(Data entries)
::::::::::

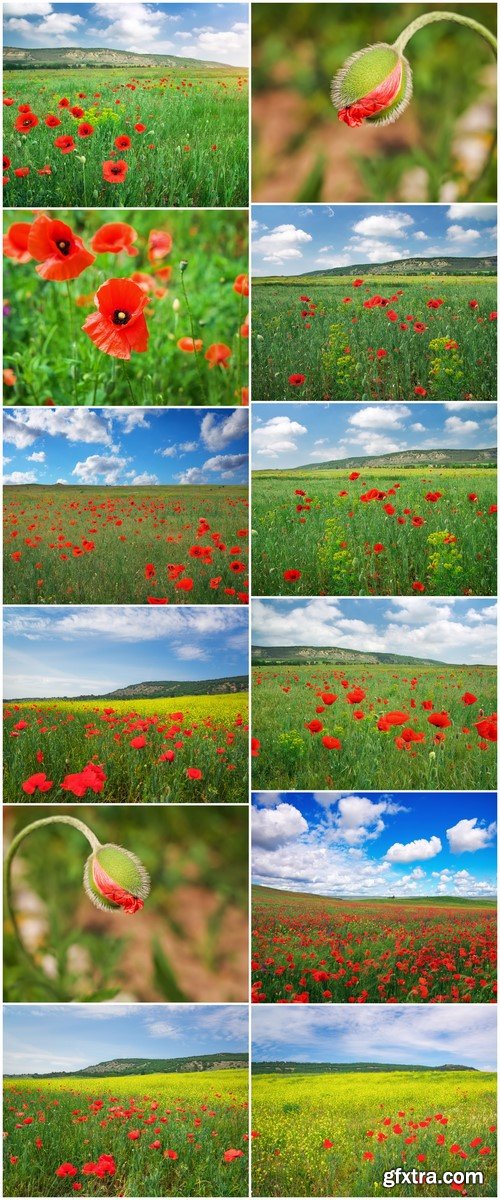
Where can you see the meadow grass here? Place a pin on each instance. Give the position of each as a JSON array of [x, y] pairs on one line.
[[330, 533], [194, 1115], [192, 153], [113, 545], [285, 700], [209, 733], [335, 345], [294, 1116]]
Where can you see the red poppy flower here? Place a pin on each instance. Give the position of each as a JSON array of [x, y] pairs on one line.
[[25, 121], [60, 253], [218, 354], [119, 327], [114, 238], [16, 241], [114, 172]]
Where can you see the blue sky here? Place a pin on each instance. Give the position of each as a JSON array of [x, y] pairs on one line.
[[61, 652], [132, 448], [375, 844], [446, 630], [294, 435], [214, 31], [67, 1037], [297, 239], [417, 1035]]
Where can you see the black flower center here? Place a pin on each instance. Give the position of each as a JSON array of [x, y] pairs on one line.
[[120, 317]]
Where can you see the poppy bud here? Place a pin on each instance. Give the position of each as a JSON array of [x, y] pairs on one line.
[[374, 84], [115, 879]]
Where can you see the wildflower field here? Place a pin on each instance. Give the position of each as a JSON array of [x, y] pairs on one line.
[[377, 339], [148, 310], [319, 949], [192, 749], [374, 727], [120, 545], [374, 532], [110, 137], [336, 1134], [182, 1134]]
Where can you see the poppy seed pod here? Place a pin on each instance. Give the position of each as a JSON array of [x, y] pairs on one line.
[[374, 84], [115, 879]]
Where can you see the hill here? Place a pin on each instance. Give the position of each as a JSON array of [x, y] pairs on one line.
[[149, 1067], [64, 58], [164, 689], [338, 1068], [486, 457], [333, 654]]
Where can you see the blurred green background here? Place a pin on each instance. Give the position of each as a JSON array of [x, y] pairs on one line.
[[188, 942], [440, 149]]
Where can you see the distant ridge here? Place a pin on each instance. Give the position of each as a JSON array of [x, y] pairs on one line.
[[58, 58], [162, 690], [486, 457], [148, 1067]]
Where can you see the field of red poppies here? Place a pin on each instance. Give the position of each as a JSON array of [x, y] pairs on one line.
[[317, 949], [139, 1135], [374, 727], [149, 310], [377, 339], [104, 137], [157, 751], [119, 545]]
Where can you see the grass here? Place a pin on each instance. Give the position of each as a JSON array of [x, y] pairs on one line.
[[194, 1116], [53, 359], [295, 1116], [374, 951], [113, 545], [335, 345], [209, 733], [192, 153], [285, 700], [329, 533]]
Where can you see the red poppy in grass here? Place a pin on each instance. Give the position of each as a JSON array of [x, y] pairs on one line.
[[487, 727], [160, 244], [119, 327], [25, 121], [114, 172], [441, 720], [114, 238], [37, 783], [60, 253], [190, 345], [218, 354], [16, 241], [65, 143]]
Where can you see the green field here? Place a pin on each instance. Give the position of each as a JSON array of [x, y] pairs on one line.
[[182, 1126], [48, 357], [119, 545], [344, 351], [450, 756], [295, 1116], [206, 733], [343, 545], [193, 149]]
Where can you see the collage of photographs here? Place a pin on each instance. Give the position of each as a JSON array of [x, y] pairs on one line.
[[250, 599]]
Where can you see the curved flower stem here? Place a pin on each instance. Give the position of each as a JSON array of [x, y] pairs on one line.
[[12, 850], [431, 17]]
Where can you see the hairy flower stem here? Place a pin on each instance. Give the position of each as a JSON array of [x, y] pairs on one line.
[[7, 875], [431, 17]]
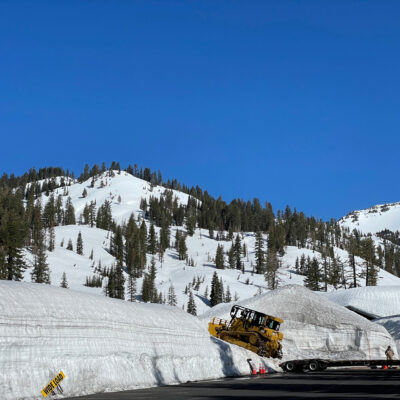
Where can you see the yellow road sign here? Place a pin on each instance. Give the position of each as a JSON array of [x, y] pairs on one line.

::::::::::

Work order
Give every entry again word for word; no images belong in the copy.

Response
Where can you see the meadow grass here? Place a pin on each instance. Give the position of each as a JSON array of [x, y] pairs on one line.
[[330, 533], [194, 1115], [192, 153], [113, 545], [285, 700], [209, 733], [335, 345], [294, 1116]]
Where can you see the red poppy flower here? Place a pin on each instance. Give the position of each as a JSON array of [x, y] pairs on one line.
[[25, 121], [60, 253], [218, 354], [119, 327], [114, 238], [16, 241], [114, 172]]
Where can you see the blue sky here? Place a pin on each instance. Give the position of each as a JSON array of [x, y] pairs on one line.
[[61, 652], [132, 448], [375, 844], [446, 630], [294, 435], [214, 31], [67, 1037], [297, 239], [417, 1035]]
Where can you see the black flower center here? Place a pin on each instance. Give the position of each as a JSON array of [x, y] pairs on one line.
[[120, 317]]
Where can you see the poppy bud here? Place a pin on each instance. Give the position of each as a JSON array of [x, y] pairs on one line.
[[374, 84], [115, 879]]
Where can you see the wildflower field here? Place a pin on each instance. Give the position of each as a JSON array of [x, y] pairs on one line.
[[377, 339], [148, 310], [319, 949], [192, 749], [374, 727], [120, 545], [374, 532], [110, 137], [336, 1134], [182, 1134]]
Where can you see the poppy seed pod here? Place a pin on each instance. Give the position of each as a JSON array of [x, y] pairs on one line.
[[374, 84], [115, 879]]
Where can you see the hill here? Place a pin on each instance. Give the position of each as a JSON array of [x, y] pairs on one line.
[[149, 1067], [64, 58], [164, 689], [338, 1068], [486, 457], [333, 654]]
Where can you see the blurred green background here? Place a pin on each instance. Give the position of each as a JSON array of [x, y] pairs on one line.
[[188, 942], [440, 149]]
Where can you see the distant ridge here? Place a pin on each instance. Give the position of each as a JSON array of [x, y] pairs on one line.
[[58, 58], [162, 690], [486, 457], [148, 1067]]
Where can you see the field of red poppies here? Place a pin on each instance. Give the position of each as a JSON array of [x, y] pairs on one line.
[[317, 949], [139, 1135], [374, 727], [149, 310], [377, 339], [104, 137], [157, 751], [119, 545]]
Where can you see the grass here? Place a pin on each instance. Give the position of each as a JSON array of [x, y] pairs on one line.
[[194, 1116], [53, 359], [295, 1116], [374, 951], [113, 545], [335, 345], [209, 733], [192, 153], [285, 700], [329, 533]]
Where can you see the red poppy in grass here? Place a pin on each instance. Give the position of each as a JSON array of [x, y] pairs on one line.
[[487, 727], [160, 244], [119, 327], [25, 121], [114, 172], [441, 720], [114, 238], [37, 783], [60, 253], [190, 345], [218, 354], [16, 241], [65, 143]]
Where can you see the green field here? Place a pin on each instance. Give the position of each as a JSON array of [x, y] pairs on one line.
[[182, 1126], [48, 357], [119, 545], [344, 351], [450, 756], [295, 1116], [206, 733], [343, 545], [193, 149]]
Where can you see the collage of photographs here? Place a pin on each instance. Give the position of each as a JSON array of [x, y] pairs on one line.
[[250, 599]]
Where can you see the curved flower stem here? Place a pin on each instance. Give the position of each as a JSON array of [x, y] pairs on one line.
[[12, 850], [431, 17]]
Where can you see the hairy flower stem here? Place a pin on each instance. Give the position of each as a JSON array of [x, y] pairs on one line.
[[7, 875], [431, 17]]
Where can you see the yellow road sign here? Place a pin on each instance. Give the position of each as a JSON array of [x, y] pairs on one line.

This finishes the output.